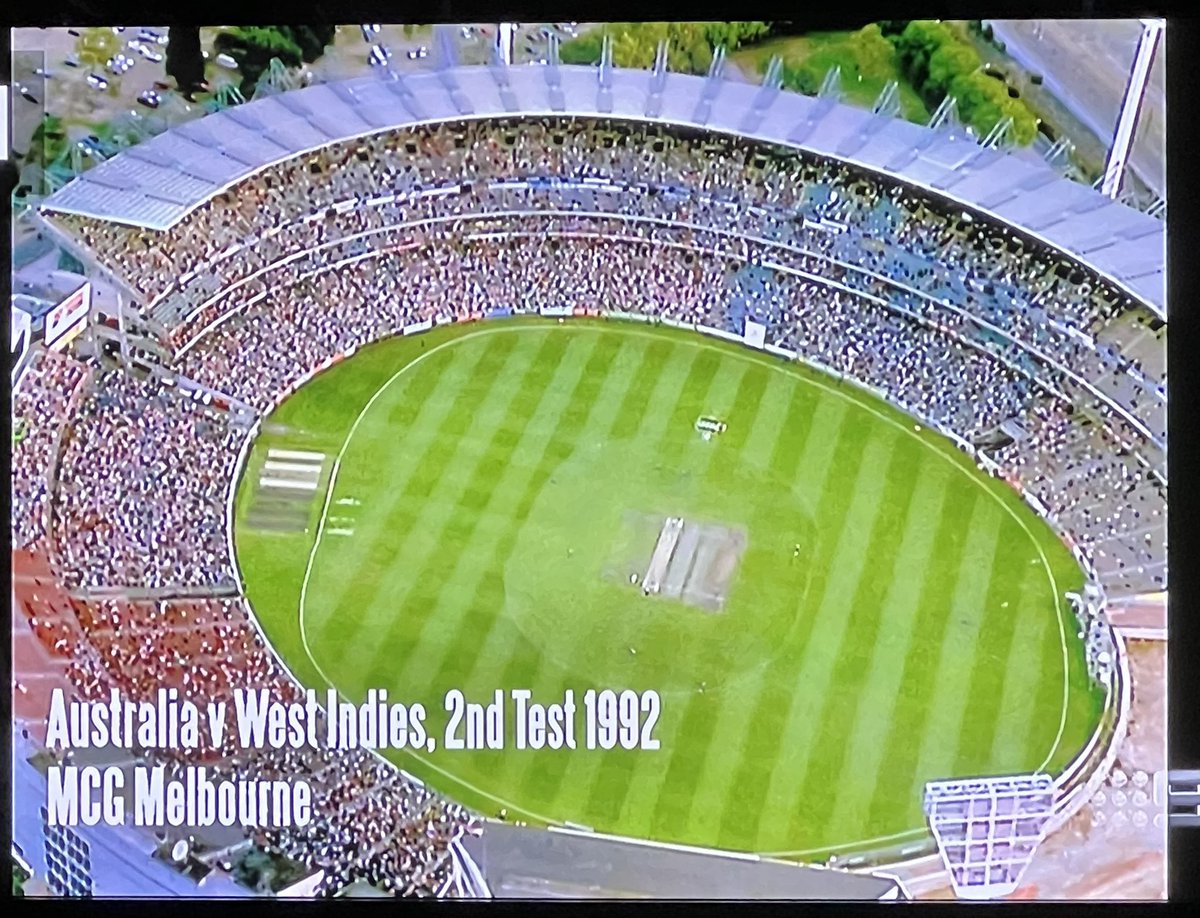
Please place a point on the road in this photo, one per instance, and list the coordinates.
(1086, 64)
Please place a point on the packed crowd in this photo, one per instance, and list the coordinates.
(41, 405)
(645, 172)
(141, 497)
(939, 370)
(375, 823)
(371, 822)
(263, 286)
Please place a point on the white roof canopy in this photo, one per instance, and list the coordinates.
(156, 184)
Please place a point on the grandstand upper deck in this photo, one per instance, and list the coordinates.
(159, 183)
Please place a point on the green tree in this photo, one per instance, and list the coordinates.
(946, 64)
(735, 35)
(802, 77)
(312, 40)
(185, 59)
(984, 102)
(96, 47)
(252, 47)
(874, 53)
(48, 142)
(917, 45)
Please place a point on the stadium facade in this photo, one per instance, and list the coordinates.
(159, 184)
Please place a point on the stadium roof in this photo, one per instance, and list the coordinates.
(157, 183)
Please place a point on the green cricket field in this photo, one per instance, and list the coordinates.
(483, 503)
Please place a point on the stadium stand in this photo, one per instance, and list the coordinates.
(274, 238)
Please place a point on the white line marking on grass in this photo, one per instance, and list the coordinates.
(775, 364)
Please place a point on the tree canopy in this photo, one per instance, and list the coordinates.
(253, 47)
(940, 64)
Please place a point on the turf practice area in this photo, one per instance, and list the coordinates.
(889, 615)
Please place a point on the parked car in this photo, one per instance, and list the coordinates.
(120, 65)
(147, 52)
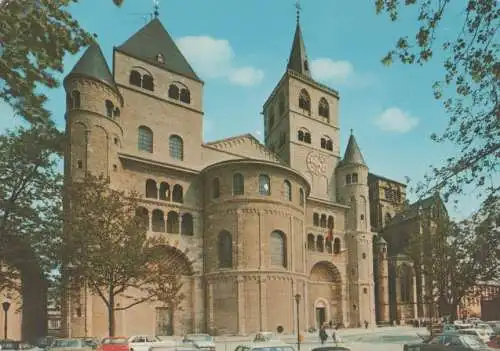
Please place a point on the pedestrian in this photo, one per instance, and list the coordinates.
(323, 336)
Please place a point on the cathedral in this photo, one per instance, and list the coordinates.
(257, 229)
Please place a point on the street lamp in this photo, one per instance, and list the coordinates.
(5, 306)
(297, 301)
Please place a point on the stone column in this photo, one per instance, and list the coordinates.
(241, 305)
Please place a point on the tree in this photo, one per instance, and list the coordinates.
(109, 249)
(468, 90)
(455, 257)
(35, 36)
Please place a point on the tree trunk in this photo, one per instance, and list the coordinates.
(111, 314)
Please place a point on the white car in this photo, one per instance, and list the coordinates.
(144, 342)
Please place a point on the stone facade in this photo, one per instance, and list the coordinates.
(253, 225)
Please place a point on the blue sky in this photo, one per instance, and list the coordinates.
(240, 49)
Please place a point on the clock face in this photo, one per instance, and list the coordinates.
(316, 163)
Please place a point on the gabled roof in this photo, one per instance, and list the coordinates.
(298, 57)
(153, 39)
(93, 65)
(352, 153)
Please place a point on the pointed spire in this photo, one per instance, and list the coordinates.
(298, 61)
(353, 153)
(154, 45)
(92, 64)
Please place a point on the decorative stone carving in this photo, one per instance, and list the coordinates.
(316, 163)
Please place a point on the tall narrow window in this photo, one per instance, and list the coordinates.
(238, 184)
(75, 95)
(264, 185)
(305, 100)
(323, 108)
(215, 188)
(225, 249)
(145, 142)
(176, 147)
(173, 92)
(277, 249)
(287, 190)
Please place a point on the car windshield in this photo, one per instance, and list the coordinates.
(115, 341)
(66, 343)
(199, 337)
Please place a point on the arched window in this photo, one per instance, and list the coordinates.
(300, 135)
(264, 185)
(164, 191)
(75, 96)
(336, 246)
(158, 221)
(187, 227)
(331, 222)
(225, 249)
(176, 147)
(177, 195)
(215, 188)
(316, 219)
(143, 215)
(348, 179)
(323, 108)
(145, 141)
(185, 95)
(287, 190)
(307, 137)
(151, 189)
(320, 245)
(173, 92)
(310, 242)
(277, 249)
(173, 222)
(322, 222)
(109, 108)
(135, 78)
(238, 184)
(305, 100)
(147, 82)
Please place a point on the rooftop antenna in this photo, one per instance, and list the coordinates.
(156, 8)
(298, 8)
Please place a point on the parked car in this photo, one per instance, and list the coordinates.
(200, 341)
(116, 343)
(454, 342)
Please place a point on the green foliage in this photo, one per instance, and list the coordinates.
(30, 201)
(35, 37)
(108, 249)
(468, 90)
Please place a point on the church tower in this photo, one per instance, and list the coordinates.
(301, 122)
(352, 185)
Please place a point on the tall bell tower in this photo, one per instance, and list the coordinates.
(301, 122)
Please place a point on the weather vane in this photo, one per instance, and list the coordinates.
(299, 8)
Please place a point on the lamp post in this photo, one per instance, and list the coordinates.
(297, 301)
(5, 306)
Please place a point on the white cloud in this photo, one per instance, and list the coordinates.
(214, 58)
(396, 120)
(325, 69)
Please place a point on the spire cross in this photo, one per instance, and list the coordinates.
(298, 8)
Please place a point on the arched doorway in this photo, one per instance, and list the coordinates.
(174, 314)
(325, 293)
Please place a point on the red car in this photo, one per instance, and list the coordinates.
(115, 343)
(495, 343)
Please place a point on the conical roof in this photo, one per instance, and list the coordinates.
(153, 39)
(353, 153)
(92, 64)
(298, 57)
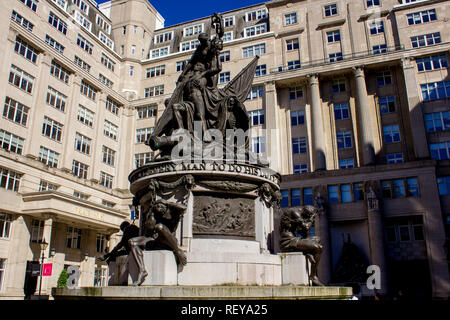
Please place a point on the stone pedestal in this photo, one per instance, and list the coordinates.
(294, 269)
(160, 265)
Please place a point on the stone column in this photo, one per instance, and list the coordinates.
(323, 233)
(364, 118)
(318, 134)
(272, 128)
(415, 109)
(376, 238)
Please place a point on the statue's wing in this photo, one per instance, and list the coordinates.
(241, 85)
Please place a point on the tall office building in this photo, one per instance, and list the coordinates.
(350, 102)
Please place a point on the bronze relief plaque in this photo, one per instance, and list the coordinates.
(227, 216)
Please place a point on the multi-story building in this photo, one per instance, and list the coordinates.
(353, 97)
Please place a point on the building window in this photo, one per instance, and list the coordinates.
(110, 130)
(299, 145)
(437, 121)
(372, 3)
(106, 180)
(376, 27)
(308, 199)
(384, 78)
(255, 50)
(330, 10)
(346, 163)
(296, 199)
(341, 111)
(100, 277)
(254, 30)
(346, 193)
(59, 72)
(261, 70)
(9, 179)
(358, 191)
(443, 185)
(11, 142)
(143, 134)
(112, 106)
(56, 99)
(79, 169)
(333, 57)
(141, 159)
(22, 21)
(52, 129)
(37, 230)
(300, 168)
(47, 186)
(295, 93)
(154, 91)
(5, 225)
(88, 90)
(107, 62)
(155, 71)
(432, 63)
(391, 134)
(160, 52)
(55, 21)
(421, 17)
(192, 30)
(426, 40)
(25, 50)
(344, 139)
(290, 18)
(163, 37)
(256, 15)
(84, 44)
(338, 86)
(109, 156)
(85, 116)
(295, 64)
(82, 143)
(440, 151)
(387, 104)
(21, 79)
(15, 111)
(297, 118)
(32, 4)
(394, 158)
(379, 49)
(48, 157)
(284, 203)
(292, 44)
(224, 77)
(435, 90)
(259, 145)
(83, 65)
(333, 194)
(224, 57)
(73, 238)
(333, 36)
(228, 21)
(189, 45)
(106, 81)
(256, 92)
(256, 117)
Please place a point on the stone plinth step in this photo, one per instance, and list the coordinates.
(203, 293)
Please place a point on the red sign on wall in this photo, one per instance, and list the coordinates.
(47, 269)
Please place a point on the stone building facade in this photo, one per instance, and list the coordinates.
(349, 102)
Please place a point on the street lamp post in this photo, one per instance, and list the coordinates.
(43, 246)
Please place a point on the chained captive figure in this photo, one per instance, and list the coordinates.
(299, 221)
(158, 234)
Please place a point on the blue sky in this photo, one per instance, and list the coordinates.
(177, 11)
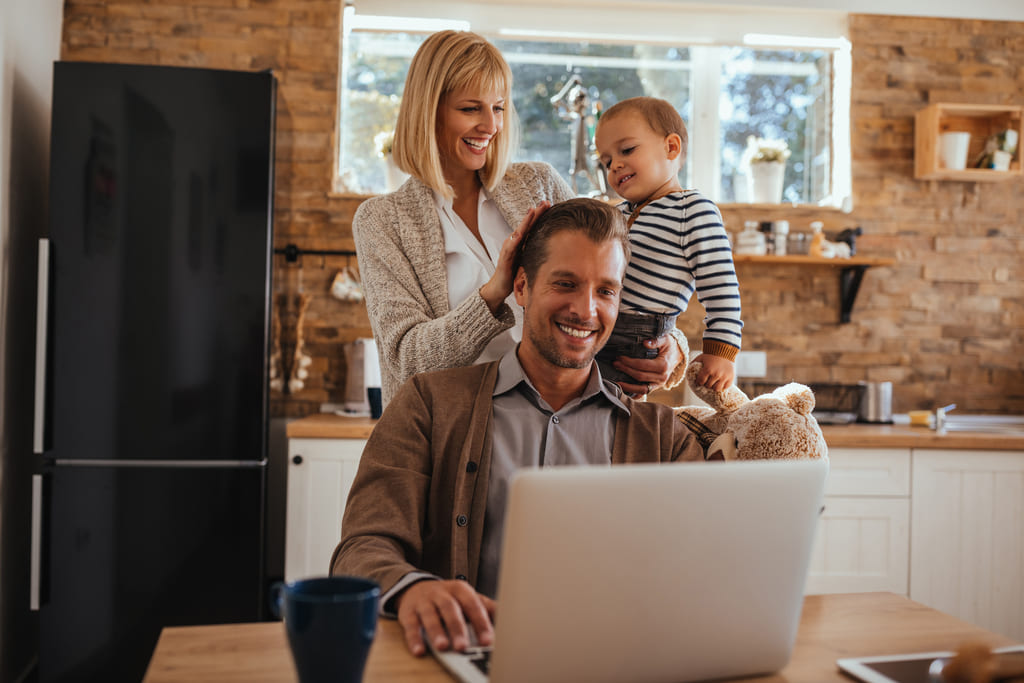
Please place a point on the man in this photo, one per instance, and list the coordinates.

◆ ◆ ◆ ◆ ◆ ◆ ◆

■ WORK TO DO
Rewrite all of the lines above, putting "give the coordinates" wherever "list the coordinates" appears and changing nothing else. Leave the pictures out of your answer.

■ OUTPUT FOR THIS EXERCISE
Please place a point on the road in this photo, one per instance, and give the coordinates.
(1086, 64)
Please place a point on the packed crowd in this photo, one per instance, and give the coordinates.
(41, 405)
(645, 172)
(141, 497)
(939, 370)
(375, 823)
(371, 822)
(263, 286)
Please place a point on the white roof canopy in this photo, one per instance, and give the coordinates.
(156, 184)
Please place a point on the grandstand upper deck in this photo, one per instance, and give the coordinates.
(159, 183)
Please place a point on the green tree in this photo, one per instance, and give the coordinates.
(946, 64)
(735, 35)
(802, 77)
(312, 40)
(185, 59)
(984, 102)
(96, 47)
(252, 47)
(874, 53)
(48, 142)
(917, 45)
Please place a point on the stadium facade in this photo, one per instance, and give the coordinates.
(159, 184)
Please place a point on the stadium roof in this photo, one per instance, and give the coordinates.
(157, 183)
Please place a point on the green cricket field in this photo, one per instance, and give the coordinates.
(483, 503)
Please place a point on the stadium stand in this photo, one per instance, and give the coordinates.
(274, 238)
Please place a point on the white line marking on grass in this photo, one per instance, and give the coordinates.
(775, 364)
Please place a point on the tree canopy in this photo, one per instance, and give the coordinates.
(253, 47)
(940, 64)
Please place a point on the turf practice area in this photo, one per instance, and give the coordinates.
(889, 615)
Please place a point on the parked car in this photo, one per instance, and give the coordinates.
(120, 65)
(147, 52)
Please place a point on the pedestrian in this photo, one per instance, and give the coordinates.
(323, 336)
Please place a point on the cathedral in this photo, one per instance, and give the coordinates.
(257, 229)
Please place a point on the street lamp in this photo, one per instance, and give the coordinates.
(5, 306)
(297, 301)
Please place a point on the stone column in this photo, one per instance, and give the coordinates.
(241, 305)
Please place a point on the tree in this photo, one per instance, and give the coordinates.
(109, 249)
(468, 90)
(455, 257)
(35, 36)
Please place a point on the tree trunk in this photo, one per instance, and give the coordinates.
(111, 314)
Please place a point on the white car in this photo, one per instance, and give the coordinates.
(144, 342)
Please place a point on the stone facade in this photo, one per instance, and give the coordinates.
(253, 225)
Please place a point on the blue sky in this photo, one per instance, and give the coordinates.
(240, 49)
Please place a point on the clock face in this photo, one per instance, and give the coordinates.
(316, 163)
Please place a point on the gabled roof in this photo, one per instance, and give the coordinates.
(298, 57)
(153, 39)
(93, 65)
(352, 153)
Please place a point on the pointed spire in this photo, one per instance, and give the coordinates.
(298, 61)
(353, 153)
(154, 45)
(92, 64)
Please place a point on the decorative stone carving in this photo, one per instance, and give the coordinates.
(316, 163)
Please place a point on the tall narrow window in this photo, one per instance, and give the coordinates.
(238, 184)
(75, 95)
(264, 185)
(305, 100)
(323, 108)
(215, 188)
(225, 249)
(145, 142)
(176, 147)
(173, 92)
(277, 249)
(287, 190)
Please place a point on the car windshield in this photo, one per instance, and give the coordinates.
(115, 341)
(66, 343)
(199, 337)
Please place a point on the arched window in this photo, one per instance, and give the coordinates.
(300, 135)
(264, 185)
(164, 191)
(75, 96)
(336, 246)
(158, 221)
(187, 227)
(331, 222)
(225, 249)
(176, 147)
(177, 195)
(215, 188)
(316, 219)
(143, 215)
(348, 179)
(323, 108)
(145, 141)
(185, 95)
(287, 190)
(307, 137)
(151, 189)
(320, 245)
(173, 92)
(310, 242)
(277, 249)
(173, 222)
(322, 222)
(109, 108)
(135, 78)
(238, 184)
(305, 100)
(147, 82)
Please place a point on the rooftop antenna in this photo, one per instance, and give the coordinates.
(156, 8)
(298, 8)
Please place a point on the parked car in this photo, one per instance, and give the coordinates.
(200, 341)
(116, 343)
(454, 342)
Please place a point on the green foliage in this photo, one per instance, and give the coordinates.
(30, 201)
(35, 37)
(108, 249)
(468, 90)
Please place a point on the church tower in this photo, one per instance, and give the coordinates.
(301, 122)
(352, 185)
Please place a point on the tall bell tower in this photo, one per instance, and give the coordinates.
(301, 122)
Please place a point on the weather vane in this photo, one per instance, and give the coordinates.
(299, 8)
Please place a point on the lamp post in this photo, one per instance, and give the coordinates.
(297, 301)
(5, 306)
Please place a point on the white cloud in this photo, one per instance, and give the coordinates.
(214, 58)
(396, 120)
(325, 69)
Please place a point on the spire cross in this photo, one per instance, and give the coordinates.
(298, 8)
Please place a point on the arched doorway in this photo, one per instance, and give the coordinates.
(174, 314)
(325, 293)
Please place a point on the red car in this photo, one per instance, and give the coordinates.
(115, 343)
(495, 343)
Please place a point on the conical roof in this photo, one per instance, and give the coordinates.
(153, 39)
(353, 153)
(92, 64)
(298, 57)
Please place a point on the stone pedestal in this photo, one per instance, and give the coordinates.
(294, 269)
(160, 265)
Please place a point on the stone column in this photo, one per instance, and give the coordinates.
(323, 233)
(364, 118)
(318, 134)
(272, 128)
(415, 109)
(376, 238)
Please place a point on the statue's wing in this photo, one per instance, and give the coordinates.
(241, 85)
Please place a point on the tall office building in this photo, one per instance, and give the coordinates.
(350, 102)
Please place a point on the bronze relief plaque in this photo, one per instance, and give the coordinates.
(227, 216)
Please place a point on the multi-story building in this photo, one per instance, and give the coordinates.
(353, 97)
Please place a point on the building window in this photo, one per instance, and give the coordinates.
(110, 130)
(299, 145)
(437, 121)
(372, 3)
(106, 180)
(376, 27)
(308, 199)
(384, 78)
(255, 50)
(330, 10)
(346, 163)
(296, 199)
(341, 111)
(100, 277)
(254, 30)
(346, 193)
(59, 72)
(261, 70)
(9, 179)
(358, 191)
(443, 185)
(11, 142)
(143, 134)
(112, 106)
(56, 99)
(79, 169)
(333, 57)
(141, 159)
(22, 21)
(52, 129)
(37, 230)
(300, 168)
(47, 186)
(295, 93)
(154, 91)
(5, 225)
(88, 90)
(107, 62)
(155, 71)
(432, 63)
(391, 134)
(160, 52)
(55, 21)
(421, 17)
(192, 30)
(426, 40)
(25, 50)
(344, 139)
(290, 18)
(163, 37)
(256, 15)
(84, 44)
(338, 86)
(109, 156)
(85, 116)
(295, 64)
(82, 143)
(440, 151)
(387, 104)
(21, 79)
(15, 111)
(297, 118)
(32, 4)
(394, 158)
(379, 49)
(48, 157)
(284, 203)
(292, 44)
(224, 77)
(435, 90)
(259, 145)
(83, 65)
(333, 194)
(224, 57)
(73, 238)
(333, 36)
(228, 21)
(189, 45)
(106, 81)
(256, 92)
(256, 117)
Please place a point on the stone plinth step in this photo, one per instance, and give the coordinates.
(203, 293)
Please place a point on the red sign on wall in this photo, one per instance, and give the coordinates.
(47, 269)
Please place a point on the stone building facade in this photo, one per instance, and give the coordinates.
(349, 102)
Please place a point on the street lamp post in this photo, one per instance, and give the coordinates.
(43, 246)
Please place a point on the chained captive figure in this photo, one per instance, and give the coordinates.
(299, 221)
(158, 234)
Please place a point on the blue sky in this photo, one per instance, and give the coordinates.
(177, 11)
Please place a point on the man in this photo, one per instance, and give the coordinates.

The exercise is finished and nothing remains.